EXERCISE GOAL: All of the entries are to be repeated exactly, with no pictures included.

DATA SHOWN:
-=-=-

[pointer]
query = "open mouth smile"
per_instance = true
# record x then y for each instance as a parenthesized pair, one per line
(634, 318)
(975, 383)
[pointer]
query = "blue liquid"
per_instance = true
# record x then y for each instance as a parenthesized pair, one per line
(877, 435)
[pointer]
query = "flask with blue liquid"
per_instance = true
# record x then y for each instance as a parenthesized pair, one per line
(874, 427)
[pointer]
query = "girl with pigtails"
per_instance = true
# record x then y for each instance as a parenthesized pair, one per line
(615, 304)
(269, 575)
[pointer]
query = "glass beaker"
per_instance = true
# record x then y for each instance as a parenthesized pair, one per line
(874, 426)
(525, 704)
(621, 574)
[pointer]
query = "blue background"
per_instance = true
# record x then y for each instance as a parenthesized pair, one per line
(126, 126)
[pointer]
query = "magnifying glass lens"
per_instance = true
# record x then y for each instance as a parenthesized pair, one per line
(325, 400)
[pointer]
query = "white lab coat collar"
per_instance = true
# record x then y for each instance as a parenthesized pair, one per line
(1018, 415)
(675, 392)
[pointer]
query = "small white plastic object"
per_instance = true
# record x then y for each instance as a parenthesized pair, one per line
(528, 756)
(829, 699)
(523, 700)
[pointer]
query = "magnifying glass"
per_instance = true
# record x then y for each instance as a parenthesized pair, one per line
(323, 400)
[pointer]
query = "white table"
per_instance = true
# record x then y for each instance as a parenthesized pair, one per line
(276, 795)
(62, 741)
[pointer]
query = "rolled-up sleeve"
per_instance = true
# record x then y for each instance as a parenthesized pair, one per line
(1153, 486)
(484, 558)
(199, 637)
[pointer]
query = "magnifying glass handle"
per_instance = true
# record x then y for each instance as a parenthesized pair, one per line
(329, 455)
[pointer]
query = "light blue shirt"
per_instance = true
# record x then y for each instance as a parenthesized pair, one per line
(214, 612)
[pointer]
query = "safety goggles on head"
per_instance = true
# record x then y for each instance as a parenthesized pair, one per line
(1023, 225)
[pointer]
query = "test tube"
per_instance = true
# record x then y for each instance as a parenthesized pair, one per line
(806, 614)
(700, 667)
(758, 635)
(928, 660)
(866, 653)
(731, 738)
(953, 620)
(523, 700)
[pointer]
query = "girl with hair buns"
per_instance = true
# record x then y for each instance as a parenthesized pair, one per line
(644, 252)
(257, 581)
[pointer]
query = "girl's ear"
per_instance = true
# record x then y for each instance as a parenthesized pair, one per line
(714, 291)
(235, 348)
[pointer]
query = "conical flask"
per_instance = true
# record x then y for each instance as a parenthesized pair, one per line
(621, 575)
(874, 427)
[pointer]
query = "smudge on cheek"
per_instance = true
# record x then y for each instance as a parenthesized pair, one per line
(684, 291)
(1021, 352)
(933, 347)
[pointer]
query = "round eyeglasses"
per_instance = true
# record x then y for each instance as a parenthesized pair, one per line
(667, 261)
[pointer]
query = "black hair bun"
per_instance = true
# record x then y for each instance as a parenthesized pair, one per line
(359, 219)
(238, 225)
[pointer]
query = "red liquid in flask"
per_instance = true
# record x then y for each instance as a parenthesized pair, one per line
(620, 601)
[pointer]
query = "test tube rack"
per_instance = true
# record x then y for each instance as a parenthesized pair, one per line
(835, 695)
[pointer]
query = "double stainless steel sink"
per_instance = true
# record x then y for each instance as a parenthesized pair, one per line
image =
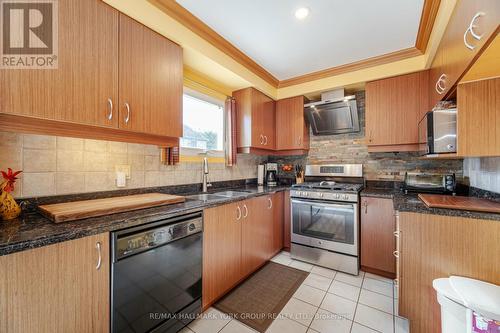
(218, 195)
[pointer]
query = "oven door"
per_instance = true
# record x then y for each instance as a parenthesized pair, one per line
(329, 225)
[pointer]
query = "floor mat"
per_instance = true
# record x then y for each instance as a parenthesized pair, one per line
(259, 299)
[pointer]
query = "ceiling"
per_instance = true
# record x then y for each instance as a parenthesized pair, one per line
(336, 32)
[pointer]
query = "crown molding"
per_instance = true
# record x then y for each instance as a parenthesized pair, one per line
(351, 67)
(183, 16)
(429, 13)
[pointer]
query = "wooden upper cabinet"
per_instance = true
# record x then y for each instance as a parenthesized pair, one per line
(85, 84)
(377, 236)
(394, 107)
(57, 288)
(292, 129)
(255, 120)
(151, 77)
(478, 118)
(458, 48)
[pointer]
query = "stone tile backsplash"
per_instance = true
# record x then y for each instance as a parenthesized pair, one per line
(59, 165)
(483, 173)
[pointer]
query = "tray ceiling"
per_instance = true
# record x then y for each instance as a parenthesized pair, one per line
(335, 33)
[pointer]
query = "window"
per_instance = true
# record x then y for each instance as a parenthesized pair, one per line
(203, 121)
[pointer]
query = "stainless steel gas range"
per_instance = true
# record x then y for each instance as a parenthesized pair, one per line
(325, 216)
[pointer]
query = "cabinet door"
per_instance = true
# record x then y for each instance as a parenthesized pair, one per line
(150, 81)
(257, 118)
(263, 121)
(256, 237)
(478, 119)
(394, 107)
(456, 56)
(57, 288)
(221, 251)
(277, 221)
(87, 74)
(291, 127)
(378, 224)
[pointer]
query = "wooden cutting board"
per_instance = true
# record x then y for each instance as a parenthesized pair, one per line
(77, 210)
(462, 203)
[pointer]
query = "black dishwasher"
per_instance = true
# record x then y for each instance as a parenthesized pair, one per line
(156, 275)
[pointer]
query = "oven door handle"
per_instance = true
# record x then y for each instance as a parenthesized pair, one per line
(323, 204)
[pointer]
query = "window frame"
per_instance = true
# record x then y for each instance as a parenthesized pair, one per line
(189, 151)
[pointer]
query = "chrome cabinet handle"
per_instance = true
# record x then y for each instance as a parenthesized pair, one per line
(471, 30)
(472, 25)
(110, 103)
(467, 45)
(238, 215)
(99, 256)
(127, 118)
(440, 88)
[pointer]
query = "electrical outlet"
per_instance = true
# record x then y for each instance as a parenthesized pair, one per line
(123, 168)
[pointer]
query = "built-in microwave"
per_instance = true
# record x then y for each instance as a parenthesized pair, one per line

-=-=-

ANSWER SECTION:
[pointer]
query = "open mouth smile"
per_instance = true
# record x then y for each instance as a parenthesized pair, one per line
(634, 318)
(975, 383)
[pointer]
query = "blue liquid"
per_instance = true
# record x then y for each instance as a parenthesized pair, one per line
(877, 435)
[pointer]
query = "flask with blue liquid"
per_instance = true
# record x then y for each instance as a parenthesized pair, one per line
(874, 427)
[pointer]
query = "girl with pigtails"
per_instance = true
# record x then y for each instance as a parenthesized pair, one per line
(615, 304)
(269, 575)
[pointer]
query = "glass beaker"
per_instance = true
# record x then y for each instance as a parenthesized pair, one per line
(874, 426)
(525, 704)
(621, 574)
[pointer]
query = "blue background"
per_instance = true
# record x then y for each instance as a parenthesized pair, one per line
(126, 126)
[pointer]
query = "magnifying glass lens"
per_instance = true
# record x then y for each instance as a parenthesized pair, one per line
(325, 400)
[pointer]
query = "white lab coat collar"
per_instance = true
# record x then y for each instance as a parenthesized pair, one per line
(1018, 415)
(675, 392)
[pointer]
query = "small white plastic object"
per_instance = true
# record x then y for each instance as a parenthesized pair, one per line
(528, 756)
(829, 699)
(523, 700)
[pointer]
query = "magnifying glass"
per_instance = true
# record x then y for each instance as a parenthesized pair, one per line
(323, 400)
[pointer]
query = "white table"
per_instance = true
# record x then y for each instance as a parenthesized pair, one per line
(276, 795)
(62, 741)
[pointer]
query = "rolled-up sleeve"
per_instance = true
# record x then y for each instance as a parenthesized pair, one per line
(1153, 486)
(484, 558)
(199, 637)
[pointer]
query = "magnifying glass handle"
per_instance = true
# record x then y for each instance as a parenthesized pair, one per line
(329, 455)
[pointer]
query = "light blue shirt"
per_instance = true
# record x then y for each instance as a parenthesized pair, one per line
(214, 612)
[pointer]
query = "safety goggles on head"
per_instance = true
# record x then y for each instance as a parenthesized pair, one per line
(1023, 225)
[pointer]
query = "test tube"
per_instance = true
# record x then y for each instance as a parenthesized pair, one per line
(806, 614)
(700, 667)
(758, 635)
(928, 660)
(866, 653)
(731, 738)
(953, 620)
(523, 700)
[pointer]
query = "girl with hair buns"
per_instance = true
# record x then y for each instance as a parenthesized pair, one per line
(644, 252)
(257, 581)
[pointer]
query = "girl's ear"
per_instance = true
# record x then y for each instance as a parenthesized pair, one per line
(714, 291)
(235, 348)
[pointer]
query = "conical flask"
per_instance = true
# record x then y for each instance as a parenthesized pair, one per line
(621, 575)
(874, 427)
[pointer]
query = "smudge on cheek"
per_instance = true
# record x then y for each instance as a parenthesized pair, one per line
(684, 291)
(1021, 352)
(933, 347)
[pointer]
query = "round eyeglasses"
per_instance = true
# record x then y for each instance as a parenthesized pair, one per line
(667, 261)
[pointer]
query = "black hair bun"
per_instance = true
# record x then y for each instance as a parenthesized pair, one per line
(359, 219)
(238, 225)
[pointer]
query = "red liquid in flask"
per_instance = true
# record x then y for each instance as a parenthesized pair, one per line
(620, 601)
[pointer]
query = "test tube rack"
per_instance = true
# record x then y for each instance as a parenthesized pair, one per line
(835, 695)
[pointer]
query = "double stainless steel sink"
per_instance = true
# record x then y for each instance as a parenthesized pair, one per line
image =
(218, 195)
[pointer]
query = "oven door"
per_instance = true
# record x then y for each instance as a parenthesized pair, one per line
(329, 225)
[pointer]
query = "floor mat"
per_instance = true
# record x then y for each instance as a parenthesized pair, one per line
(259, 299)
[pointer]
query = "ceiling"
per_instance = true
# record x then y for each instance as a parenthesized pair, one per line
(336, 32)
[pointer]
query = "crown molding"
per_instance = true
# record x then y for each instance as a parenthesized pair, one per line
(351, 67)
(183, 16)
(429, 13)
[pointer]
query = "wooden upper cabinet"
per_instance = true
# record x then y for each instance as a parenthesized pair, one per line
(85, 84)
(377, 236)
(394, 107)
(57, 288)
(292, 129)
(255, 120)
(151, 77)
(478, 118)
(458, 48)
[pointer]
query = "stone tile backsplash"
per_instance = true
# record x then y for each instance as a parenthesized pair, one per line
(59, 165)
(483, 173)
[pointer]
query = "tray ceiling"
per_instance = true
# record x then y for each instance as a parenthesized pair, one per line
(335, 33)
[pointer]
query = "window"
per_instance = true
# record x then y for each instance as a parenthesized pair, one per line
(203, 121)
[pointer]
query = "stainless steel gas range"
per_instance = true
# record x then y for each instance as a parenthesized pair, one per line
(325, 216)
[pointer]
query = "cabinet door"
per_instance = true
# record x then y for each instance as a parenthesized pair, one per line
(150, 81)
(257, 118)
(263, 121)
(256, 237)
(478, 119)
(394, 107)
(456, 56)
(57, 288)
(221, 251)
(277, 221)
(87, 74)
(291, 127)
(378, 224)
[pointer]
query = "wooden cutting board"
per_instance = true
# record x then y for each instance as a parenthesized pair, one per line
(77, 210)
(462, 203)
[pointer]
query = "black dishwasher"
per_instance = true
# record x then y for each instance as a parenthesized pair, one per line
(156, 275)
[pointer]
query = "oven door handle"
per_instance = true
# record x then y for each instance as a parenthesized pair, one per line
(323, 204)
[pointer]
query = "window frame"
per_instance = true
# record x then y for each instance as a parenthesized pair, one per line
(189, 151)
[pointer]
query = "chrome cabinet handle"
per_instance = true
# record x then y for each instance as a parenthesized pair, one per line
(471, 30)
(472, 25)
(110, 103)
(467, 45)
(238, 215)
(99, 256)
(127, 118)
(440, 88)
[pointer]
query = "electrical outlet"
per_instance = true
# record x then y for each instance as a parenthesized pair, one per line
(123, 168)
[pointer]
query = "built-in microwave"
per_instance = true
# record x then y for each instance as a parenthesized pair, one per line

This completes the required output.